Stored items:
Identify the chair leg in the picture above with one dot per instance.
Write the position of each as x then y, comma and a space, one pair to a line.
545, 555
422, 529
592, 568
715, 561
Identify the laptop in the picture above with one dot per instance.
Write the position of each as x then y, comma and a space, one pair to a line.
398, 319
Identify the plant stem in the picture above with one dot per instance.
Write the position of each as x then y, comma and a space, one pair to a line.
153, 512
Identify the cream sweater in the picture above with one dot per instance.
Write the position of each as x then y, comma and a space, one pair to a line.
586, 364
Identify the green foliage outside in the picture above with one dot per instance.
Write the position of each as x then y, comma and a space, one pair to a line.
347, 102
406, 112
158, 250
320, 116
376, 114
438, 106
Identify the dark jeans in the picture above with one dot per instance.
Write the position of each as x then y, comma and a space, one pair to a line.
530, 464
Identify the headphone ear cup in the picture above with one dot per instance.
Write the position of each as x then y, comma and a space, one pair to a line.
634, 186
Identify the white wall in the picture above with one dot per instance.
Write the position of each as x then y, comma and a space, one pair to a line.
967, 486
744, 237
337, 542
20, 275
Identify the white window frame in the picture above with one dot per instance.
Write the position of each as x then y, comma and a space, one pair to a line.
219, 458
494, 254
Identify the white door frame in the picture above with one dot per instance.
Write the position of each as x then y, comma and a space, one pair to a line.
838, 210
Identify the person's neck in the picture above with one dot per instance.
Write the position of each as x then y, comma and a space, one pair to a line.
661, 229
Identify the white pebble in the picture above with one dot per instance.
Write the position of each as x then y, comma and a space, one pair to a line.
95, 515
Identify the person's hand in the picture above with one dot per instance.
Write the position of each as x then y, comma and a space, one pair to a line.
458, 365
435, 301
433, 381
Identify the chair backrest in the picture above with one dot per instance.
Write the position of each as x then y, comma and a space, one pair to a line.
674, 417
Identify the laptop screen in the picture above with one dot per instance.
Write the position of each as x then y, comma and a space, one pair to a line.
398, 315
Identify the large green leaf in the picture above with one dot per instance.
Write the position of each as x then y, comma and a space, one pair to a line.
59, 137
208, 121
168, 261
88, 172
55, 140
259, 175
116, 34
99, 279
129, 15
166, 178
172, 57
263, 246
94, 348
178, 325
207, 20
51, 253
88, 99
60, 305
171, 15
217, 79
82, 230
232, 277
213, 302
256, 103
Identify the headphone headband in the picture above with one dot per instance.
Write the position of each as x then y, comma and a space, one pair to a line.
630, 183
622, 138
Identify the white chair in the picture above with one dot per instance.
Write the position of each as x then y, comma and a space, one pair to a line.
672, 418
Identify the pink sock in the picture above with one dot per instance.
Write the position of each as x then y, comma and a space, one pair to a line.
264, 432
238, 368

*PROBLEM TO WORK ON:* Rewrite the listing above, replacing "one dot per instance" with "a single point per instance" wherever it occurs and leaving all other text unchanged.

*THE REPLY:*
Identify the chair leg in the picture above with a single point per instance.
Write the position of each as x then y, comma and a space, one pair to a line.
545, 555
422, 529
592, 568
715, 561
Identify the laptop in the picture above with a single point per instance.
Write the position of each as x then y, comma and a space, one pair to a line.
398, 319
Identify the plant stem in the picture above with a single point per instance.
Write the position of each as x then y, comma and a space, one pair to a line.
153, 512
Identify the cream sweater in the picture above with a single point per instance.
Write the position of each as x then y, comma and a space, one pair to a line.
586, 364
Identify the green foliage outside in the picture above with a single point per instance.
Write the position of each as x then y, comma and a space, one pair to a line.
347, 102
406, 112
158, 250
320, 116
376, 114
438, 106
Identify the dark jeans in the picture above with a single point per instance.
Write the position of each as x then y, comma and a space, one pair to a line.
530, 464
Identify the headphone ear cup in the picture above with a single point per instance.
Write the position of each as x then y, comma and a space, one pair to a line.
634, 186
Identify the white wall in the picture above with a single point per instance.
Write the position of each as x then y, comma and a space, one pair to a line.
967, 486
744, 237
337, 542
20, 275
Identify the white window frame in the picture above with a single point per instance.
Write the position of each as x then y, comma and a space, one pair to a line.
219, 458
494, 254
Identify the white door frame in the picture above with a single point per instance.
Write the position of each as x then y, comma and a space, one pair to a line.
838, 210
Identify the person's neck in the picture above with a single point per instance.
Write the position of each as x then y, comma and a space, one pair to a line.
661, 229
Identify the white pebble in the picture above with a single point per instance.
Write the position of each as x then y, comma and a space, one pair to a line.
95, 515
Identify the person's hand in the picture above with a single point per instance.
Write the position of each as x then y, comma and a space, one pair to a line.
458, 365
435, 301
433, 381
Identify the chair backrest in the picture above with a single point per instance.
Write the position of each as x then y, comma and a space, one pair to a line.
674, 417
Identify the laptop screen in the picture above with a single point per instance.
Write the position of each as x then y, comma and a space, one pair to a line.
398, 315
Identify the large green leaf in the picture above with a single point per instance.
Write the position of each as x then y, comma and a space, one pair to a line.
59, 137
208, 121
168, 261
88, 172
55, 140
259, 175
116, 34
99, 279
129, 15
166, 178
172, 57
263, 246
94, 348
178, 325
207, 20
51, 253
88, 99
60, 305
171, 15
217, 79
82, 230
232, 277
213, 302
256, 103
Identify the headphone headband in the picture above with a single point per instance.
Write the position of each as x then y, comma and a space, one pair to a line.
630, 183
622, 138
Identify the white chair in the picture above with a single point per instance.
Write the position of each as x then y, comma and a space, one pair to a line.
672, 418
Identify the pink sock in the picture above with a single point per instance.
Write the position of each as x then y, comma and a space, one pair to a line.
264, 432
238, 368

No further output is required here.